▸ **What is required**
Extract every row below and reproduce each one verbatim, character for character.

▸ **Material provided**
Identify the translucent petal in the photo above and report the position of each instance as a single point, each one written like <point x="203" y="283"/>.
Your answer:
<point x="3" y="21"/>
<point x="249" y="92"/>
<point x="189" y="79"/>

▸ **Output of the exercise**
Identify the translucent petal in the photo above and report the position of each instance as a single point, each one written like <point x="203" y="283"/>.
Your answer:
<point x="3" y="21"/>
<point x="249" y="92"/>
<point x="189" y="79"/>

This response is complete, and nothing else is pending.